[[ Material for the task open ]]

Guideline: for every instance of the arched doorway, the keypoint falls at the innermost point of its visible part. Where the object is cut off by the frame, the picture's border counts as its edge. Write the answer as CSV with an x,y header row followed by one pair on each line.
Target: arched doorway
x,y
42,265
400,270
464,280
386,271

[[ Material for the task closed ]]

> **Work task**
Take the records above and copy them out exactly.

> **Answer to the exercise**
Guideline: for every instance of the arched doorway, the keypoint falls at the innermost point of its visible part. Where the object is cut off by the frame, the picture's border counts as its edge. Write the answer as CSV with an x,y header row followed by one pair on each line.
Target: arched doorway
x,y
42,265
400,270
464,280
386,271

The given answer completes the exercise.